* [STATED GOAL]
Retype the following excerpt on getting and using the HDT Java library word for word.

* [EXCERPT PROVIDED]
-- begin --

1. Get the HDT Library 2. Using the Java Command Line tools 3. Generating and Searching HDT files programmatically from Java 4. Compiling the Java Library / Tools |
Acknowledgements: If you use our tools in your research, please acknowledge them by citing the following papers: show
1. Get the HDT Library
The HDT library is available as a Maven artifact, to use it in your project, just add the following dependency to your pom.xml
:
<dependency> <groupId>org.rdfhdt</groupId> <artifactId>hdt-java-core</artifactId> <version>1.1</version> </dependency>
If you want to use the command line tools, you can download the hdt-java-package that includes the required jars, dependencies and some launcher scripts.
The code of the library is open source, distributed under the LGPL license on our HDT-java Google Code Project.

-- end --

* [DATA ROWS]
-- begin --

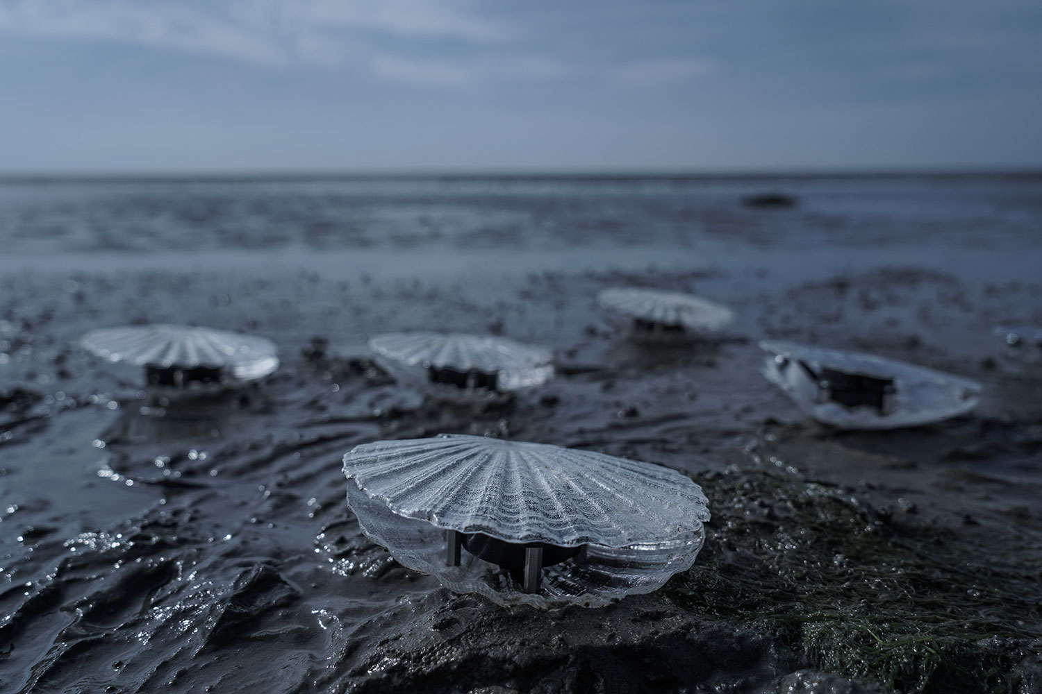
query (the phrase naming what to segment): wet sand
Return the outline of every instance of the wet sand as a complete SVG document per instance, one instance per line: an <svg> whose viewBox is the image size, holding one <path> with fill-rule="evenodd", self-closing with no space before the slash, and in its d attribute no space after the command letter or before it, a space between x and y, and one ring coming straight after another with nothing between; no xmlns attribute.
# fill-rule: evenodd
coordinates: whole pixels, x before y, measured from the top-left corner
<svg viewBox="0 0 1042 694"><path fill-rule="evenodd" d="M1002 206L1017 186L979 185L996 229L1042 220ZM698 220L753 214L714 190ZM896 203L885 225L833 209L854 231L830 245L761 237L797 226L763 215L821 213L815 190L741 238L579 234L551 253L497 240L482 210L477 248L0 259L0 689L1042 691L1042 354L990 332L1042 318L1037 245L1009 229L984 247L901 238L887 230L918 223ZM632 197L604 215L680 213ZM467 200L454 220L476 214ZM559 207L546 228L593 219ZM694 291L739 320L718 344L637 345L596 308L614 285ZM283 365L247 397L143 415L71 346L141 320L259 333ZM547 344L559 377L505 406L450 406L364 346L440 327ZM941 425L836 432L760 376L765 337L949 370L985 395ZM442 432L681 470L710 498L705 546L661 591L600 610L452 594L358 532L340 469L357 443Z"/></svg>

-- end --

* [SOLVED EXERCISE]
1. Get the HDT Library 2. Using the Java Command Line tools 3. Generating and Searching HDT files programmatically from Java 4. Compiling the Java Library / Tools |
Acknowledgements: If you use our tools in your research, please acknowledge them by citing the following papers: show
1. Get the HDT Library
The HDT library is available as a Maven artifact, to use it in your project, just add the following dependency to your pom.xml
:
<dependency> <groupId>org.rdfhdt</groupId> <artifactId>hdt-java-core</artifactId> <version>1.1</version> </dependency>
If you want to use the command line tools, you can download the hdt-java-package that includes the required jars, dependencies and some launcher scripts.
The code of the library is open source, distributed under the LGPL license on our HDT-java Google Code Project.